TEXT BLOCK:
Every large, traditional Toyota and Lexus sedan seems to have hit that point in its lifespan where drastic surgery is needed to keep up with the younger crowd. Were these staid sedans people, they’d be milling about in the seating area of a local plastic surgeon’s office.
The first model to bend to Toyota’s desire for large cars that ooze dignified luxury but are also kind of green (and maybe kind of sporty?) was the 2018 Lexus LS flagship, appearing last year with a new platform and racy sheetmetal. The Avalon and ES will soon follow suit.
By revamping its LS, Lexus hoped to jam the brakes on a sales plunge that began after the recession and only got worse from there. Still, the automaker knew it couldn’t turn back the clock completely. There was a very specific sales goal mentioned during the launch, and it looks like the new LS delivered. Almost perfectly, in fact.
As we told you last year, Lexus expected to sell 1,000 LS 500 and LS 500h sedans each month in the United States. Modest figures, for sure, especially for a model that moved 35,226 examples in 2007, but realistic. The brains at Lexus weren’t thinking about 2007 or 2006 or any year before that. They were thinking of the past few years.
In 2017, Lexus sold 4,094 LS cars in the U.S. The tally proved far worse north of the border, where just 40 units drove off Lexus lots. Desperate times, as the saying goes, calls for a top-down redesign.

[Text-to-region grounding data]
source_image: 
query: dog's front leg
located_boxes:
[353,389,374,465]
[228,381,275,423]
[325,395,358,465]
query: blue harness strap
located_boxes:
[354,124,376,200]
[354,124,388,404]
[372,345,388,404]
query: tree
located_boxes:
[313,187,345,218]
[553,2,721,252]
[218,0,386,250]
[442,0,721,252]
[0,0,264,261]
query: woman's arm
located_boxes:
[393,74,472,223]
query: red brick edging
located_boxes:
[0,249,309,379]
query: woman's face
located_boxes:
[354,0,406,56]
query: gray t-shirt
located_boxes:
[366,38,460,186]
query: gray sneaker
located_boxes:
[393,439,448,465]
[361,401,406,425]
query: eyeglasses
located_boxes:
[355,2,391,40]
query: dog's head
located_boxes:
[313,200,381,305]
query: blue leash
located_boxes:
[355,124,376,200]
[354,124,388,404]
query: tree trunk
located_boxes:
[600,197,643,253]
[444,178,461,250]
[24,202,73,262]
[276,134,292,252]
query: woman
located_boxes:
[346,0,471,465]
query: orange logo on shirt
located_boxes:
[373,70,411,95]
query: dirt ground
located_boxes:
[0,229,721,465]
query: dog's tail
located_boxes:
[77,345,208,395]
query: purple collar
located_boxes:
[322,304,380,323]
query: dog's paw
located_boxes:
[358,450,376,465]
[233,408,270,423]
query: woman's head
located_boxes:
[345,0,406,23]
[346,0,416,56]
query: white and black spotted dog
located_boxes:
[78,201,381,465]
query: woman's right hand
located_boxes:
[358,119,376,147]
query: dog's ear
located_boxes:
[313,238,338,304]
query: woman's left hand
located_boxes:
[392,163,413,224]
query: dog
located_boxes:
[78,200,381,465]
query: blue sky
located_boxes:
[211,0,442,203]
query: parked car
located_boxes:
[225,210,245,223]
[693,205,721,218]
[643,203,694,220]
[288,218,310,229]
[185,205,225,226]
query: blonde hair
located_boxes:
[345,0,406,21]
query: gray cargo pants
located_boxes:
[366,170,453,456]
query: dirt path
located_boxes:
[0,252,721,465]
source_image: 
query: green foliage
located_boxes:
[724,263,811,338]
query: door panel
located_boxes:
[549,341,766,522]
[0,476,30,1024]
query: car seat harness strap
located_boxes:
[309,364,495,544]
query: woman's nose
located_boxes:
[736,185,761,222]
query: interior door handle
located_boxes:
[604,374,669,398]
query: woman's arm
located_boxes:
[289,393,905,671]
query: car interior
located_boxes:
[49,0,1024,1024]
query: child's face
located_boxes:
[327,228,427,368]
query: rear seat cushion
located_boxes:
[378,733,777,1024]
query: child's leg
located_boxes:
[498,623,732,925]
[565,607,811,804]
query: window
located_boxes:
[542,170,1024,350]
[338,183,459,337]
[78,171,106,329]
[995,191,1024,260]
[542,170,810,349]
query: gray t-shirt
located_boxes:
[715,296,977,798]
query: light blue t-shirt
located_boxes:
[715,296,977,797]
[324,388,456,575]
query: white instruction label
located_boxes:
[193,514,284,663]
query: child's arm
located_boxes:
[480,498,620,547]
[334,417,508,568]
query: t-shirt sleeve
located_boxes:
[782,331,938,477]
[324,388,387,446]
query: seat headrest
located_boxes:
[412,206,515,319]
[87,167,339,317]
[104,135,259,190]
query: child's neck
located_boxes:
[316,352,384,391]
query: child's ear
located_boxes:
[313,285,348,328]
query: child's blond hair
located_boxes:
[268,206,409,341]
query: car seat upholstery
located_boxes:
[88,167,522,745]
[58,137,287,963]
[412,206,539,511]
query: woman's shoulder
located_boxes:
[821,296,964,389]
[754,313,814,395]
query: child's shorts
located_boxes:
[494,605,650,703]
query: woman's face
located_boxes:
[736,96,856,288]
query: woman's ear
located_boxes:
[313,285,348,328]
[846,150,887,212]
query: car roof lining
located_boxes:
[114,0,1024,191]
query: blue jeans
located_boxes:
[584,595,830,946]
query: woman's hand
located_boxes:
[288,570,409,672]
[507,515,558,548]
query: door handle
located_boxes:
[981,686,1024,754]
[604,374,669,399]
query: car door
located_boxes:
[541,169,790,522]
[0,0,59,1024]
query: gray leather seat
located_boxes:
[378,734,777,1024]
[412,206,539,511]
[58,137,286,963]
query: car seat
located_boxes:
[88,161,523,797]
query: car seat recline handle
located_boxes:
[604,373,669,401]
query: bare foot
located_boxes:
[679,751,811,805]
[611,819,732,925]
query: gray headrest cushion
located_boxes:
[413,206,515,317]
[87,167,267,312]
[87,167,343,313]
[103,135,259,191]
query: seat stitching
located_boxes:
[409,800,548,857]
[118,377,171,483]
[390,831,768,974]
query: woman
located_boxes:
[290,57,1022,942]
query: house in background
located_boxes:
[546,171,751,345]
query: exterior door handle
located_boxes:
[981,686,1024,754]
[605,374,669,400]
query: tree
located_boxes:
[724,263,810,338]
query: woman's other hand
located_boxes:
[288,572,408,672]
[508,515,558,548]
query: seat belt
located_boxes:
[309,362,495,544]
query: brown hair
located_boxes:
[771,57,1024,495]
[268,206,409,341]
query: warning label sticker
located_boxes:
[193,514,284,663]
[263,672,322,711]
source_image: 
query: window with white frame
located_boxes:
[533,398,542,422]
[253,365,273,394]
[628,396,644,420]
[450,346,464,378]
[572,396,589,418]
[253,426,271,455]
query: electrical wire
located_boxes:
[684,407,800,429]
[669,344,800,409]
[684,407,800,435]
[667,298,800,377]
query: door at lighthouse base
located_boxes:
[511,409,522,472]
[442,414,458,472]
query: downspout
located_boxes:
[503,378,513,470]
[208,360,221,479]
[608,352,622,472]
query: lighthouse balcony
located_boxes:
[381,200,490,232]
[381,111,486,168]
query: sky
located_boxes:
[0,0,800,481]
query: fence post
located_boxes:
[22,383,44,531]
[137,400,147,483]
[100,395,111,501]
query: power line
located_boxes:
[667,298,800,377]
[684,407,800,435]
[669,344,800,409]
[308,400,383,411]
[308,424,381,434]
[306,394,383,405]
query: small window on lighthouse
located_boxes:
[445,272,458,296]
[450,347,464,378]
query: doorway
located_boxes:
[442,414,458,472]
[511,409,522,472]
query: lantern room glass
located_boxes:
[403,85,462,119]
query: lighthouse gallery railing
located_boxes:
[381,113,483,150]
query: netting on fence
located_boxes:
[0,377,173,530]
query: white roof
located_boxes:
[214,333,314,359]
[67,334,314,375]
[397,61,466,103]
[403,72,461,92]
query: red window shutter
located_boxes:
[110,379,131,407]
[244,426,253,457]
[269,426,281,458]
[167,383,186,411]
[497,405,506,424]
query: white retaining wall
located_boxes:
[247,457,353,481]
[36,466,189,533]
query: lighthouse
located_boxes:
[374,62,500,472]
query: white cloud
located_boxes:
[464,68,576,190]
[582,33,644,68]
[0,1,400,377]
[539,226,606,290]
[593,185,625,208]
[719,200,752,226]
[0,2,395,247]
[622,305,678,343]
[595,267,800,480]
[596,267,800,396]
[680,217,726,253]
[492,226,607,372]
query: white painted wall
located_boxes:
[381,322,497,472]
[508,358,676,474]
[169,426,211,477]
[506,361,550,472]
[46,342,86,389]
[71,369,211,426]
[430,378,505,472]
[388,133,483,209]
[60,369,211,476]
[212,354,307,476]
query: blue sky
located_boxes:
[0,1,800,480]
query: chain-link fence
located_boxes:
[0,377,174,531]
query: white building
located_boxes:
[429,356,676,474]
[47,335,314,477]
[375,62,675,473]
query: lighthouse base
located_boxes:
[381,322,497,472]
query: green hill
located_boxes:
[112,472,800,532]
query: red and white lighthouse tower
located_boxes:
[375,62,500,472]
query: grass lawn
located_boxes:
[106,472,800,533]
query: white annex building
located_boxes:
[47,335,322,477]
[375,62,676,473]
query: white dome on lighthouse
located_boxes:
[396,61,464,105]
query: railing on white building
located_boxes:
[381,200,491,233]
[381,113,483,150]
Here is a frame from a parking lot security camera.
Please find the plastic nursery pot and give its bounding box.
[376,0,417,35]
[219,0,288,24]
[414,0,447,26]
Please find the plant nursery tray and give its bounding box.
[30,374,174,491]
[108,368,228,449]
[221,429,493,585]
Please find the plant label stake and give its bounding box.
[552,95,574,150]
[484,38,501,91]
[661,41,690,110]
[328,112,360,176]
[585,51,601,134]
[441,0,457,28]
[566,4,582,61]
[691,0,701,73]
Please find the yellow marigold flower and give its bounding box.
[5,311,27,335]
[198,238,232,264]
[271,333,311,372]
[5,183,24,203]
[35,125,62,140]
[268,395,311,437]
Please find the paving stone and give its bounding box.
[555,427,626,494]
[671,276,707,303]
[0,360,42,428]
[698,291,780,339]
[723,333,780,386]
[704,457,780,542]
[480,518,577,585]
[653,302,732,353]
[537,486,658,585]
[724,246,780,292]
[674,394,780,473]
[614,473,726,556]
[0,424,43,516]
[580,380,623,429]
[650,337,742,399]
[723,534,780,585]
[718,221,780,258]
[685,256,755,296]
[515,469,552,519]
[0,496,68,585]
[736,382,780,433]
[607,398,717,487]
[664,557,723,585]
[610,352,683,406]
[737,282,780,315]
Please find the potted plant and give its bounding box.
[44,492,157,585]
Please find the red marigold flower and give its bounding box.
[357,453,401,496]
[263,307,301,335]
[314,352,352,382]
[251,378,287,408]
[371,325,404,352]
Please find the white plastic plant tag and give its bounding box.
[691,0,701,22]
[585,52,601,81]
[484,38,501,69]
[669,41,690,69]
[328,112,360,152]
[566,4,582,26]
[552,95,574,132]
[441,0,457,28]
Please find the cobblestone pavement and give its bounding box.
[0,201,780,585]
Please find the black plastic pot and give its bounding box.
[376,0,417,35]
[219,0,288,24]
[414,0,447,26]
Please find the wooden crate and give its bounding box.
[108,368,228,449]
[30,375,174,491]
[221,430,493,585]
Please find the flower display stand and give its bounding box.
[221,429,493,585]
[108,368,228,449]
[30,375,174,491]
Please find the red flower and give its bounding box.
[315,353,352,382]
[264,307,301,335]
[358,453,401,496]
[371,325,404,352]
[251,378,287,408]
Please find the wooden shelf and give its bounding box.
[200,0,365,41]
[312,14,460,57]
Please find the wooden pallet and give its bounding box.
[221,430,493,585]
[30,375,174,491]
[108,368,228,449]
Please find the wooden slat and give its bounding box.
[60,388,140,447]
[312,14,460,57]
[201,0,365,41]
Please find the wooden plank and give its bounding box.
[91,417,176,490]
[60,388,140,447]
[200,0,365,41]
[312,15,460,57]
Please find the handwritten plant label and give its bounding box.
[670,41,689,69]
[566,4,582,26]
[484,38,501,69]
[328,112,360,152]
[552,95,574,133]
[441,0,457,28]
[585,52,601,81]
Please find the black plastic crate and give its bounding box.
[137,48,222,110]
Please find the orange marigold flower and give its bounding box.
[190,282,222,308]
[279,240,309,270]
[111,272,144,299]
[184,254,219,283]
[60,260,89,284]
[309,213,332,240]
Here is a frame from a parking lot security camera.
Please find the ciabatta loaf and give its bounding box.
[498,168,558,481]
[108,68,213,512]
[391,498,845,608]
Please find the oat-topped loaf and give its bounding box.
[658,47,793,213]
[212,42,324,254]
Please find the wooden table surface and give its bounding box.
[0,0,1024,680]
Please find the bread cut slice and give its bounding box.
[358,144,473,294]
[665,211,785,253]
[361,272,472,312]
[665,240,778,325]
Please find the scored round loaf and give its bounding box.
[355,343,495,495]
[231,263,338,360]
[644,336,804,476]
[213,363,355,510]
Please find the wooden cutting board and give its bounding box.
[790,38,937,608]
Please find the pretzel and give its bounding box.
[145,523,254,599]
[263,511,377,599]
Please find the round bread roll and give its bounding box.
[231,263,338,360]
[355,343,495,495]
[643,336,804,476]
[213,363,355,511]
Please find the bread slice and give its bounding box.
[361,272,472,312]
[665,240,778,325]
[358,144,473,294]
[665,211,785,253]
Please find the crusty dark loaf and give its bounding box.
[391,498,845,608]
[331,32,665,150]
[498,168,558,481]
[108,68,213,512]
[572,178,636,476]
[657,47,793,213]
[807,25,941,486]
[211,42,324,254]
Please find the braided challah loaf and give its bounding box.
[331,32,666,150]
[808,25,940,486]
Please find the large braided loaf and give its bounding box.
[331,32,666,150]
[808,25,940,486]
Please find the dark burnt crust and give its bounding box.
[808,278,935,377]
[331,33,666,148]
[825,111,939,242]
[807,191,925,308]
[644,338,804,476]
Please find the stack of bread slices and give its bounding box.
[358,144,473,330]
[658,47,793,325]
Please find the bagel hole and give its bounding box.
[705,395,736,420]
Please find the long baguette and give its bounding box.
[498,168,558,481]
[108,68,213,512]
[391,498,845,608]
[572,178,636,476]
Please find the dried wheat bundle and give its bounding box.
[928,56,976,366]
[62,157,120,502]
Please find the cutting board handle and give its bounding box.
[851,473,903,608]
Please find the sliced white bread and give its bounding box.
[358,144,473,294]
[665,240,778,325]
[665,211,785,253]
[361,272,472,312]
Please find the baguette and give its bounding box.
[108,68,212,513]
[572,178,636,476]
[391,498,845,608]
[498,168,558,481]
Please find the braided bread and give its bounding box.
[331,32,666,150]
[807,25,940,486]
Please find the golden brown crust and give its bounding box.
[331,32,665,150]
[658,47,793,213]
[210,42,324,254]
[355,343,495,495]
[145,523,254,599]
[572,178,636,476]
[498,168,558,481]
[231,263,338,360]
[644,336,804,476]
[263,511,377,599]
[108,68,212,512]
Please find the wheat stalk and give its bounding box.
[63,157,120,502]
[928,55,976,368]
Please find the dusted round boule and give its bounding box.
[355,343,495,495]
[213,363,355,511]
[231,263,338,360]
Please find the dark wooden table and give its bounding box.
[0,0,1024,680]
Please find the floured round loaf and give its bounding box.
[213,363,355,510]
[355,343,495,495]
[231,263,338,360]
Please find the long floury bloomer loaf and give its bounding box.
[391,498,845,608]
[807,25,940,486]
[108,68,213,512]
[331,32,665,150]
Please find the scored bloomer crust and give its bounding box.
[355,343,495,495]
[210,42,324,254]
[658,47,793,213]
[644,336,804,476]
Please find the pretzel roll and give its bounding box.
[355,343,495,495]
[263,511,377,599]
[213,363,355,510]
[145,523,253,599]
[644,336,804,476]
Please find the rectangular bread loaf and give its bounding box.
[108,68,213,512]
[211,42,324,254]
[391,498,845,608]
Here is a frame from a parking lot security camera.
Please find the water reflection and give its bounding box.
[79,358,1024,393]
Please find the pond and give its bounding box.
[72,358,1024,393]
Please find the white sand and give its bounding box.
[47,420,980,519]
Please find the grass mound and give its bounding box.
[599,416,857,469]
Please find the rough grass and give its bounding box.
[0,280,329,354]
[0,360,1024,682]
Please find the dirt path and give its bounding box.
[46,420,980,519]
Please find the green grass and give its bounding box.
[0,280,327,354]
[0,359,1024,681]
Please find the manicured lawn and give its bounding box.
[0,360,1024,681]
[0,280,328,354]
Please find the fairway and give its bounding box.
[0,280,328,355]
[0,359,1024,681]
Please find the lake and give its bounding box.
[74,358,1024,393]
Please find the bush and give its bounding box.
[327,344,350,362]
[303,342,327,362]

WHAT YOU NEED TO DO:
1. List every LS sales figure given in the Lexus LS sales article, along with what each figure refers to.
2. Write the next part of the Lexus LS sales article, starting after its last sentence.
None of the entries are needed for this work.

RESULTS:
1.
- 1,000: LS 500 and LS 500h sedans Lexus expected to sell each month in the United States
- 35,226: LS sedans sold in 2007
- 4,094: LS cars sold in the U.S. in 2017
- 40: LS units sold north of the border in 2017

2.
With a slinky body now in place, motivated by a twin-turbo 3.5-liter V6 making 416 horses (and mated to a 10-speed automatic), the LS now has a persona far removed from its conservative predecessor, which often seemed far more popular on the used market. 2018 models began trickling into dealer lots in February.
So, what did the new sedan do for Lexus’ sales goals? In March, Lexus sold 1,008 LS sedans in the United States. In April? 999. It would appear the brand hit the bullseye.
To put it another way, volume over the first two full months of sales were triple the monthly sales tally from a year before. You’d have to go back to December 2014 to find a month where the LS sold better. In Canada, where the LS had all but disappeared, the model sold 93 copies in the past three months. That’s more than double last year’s tally and just 2 units shy of 2016’s full-year sales.
Is this a temporary bump or the beginning of a sustained reappraisal of the large luxury sedan? Lexus hopes it’s the latter.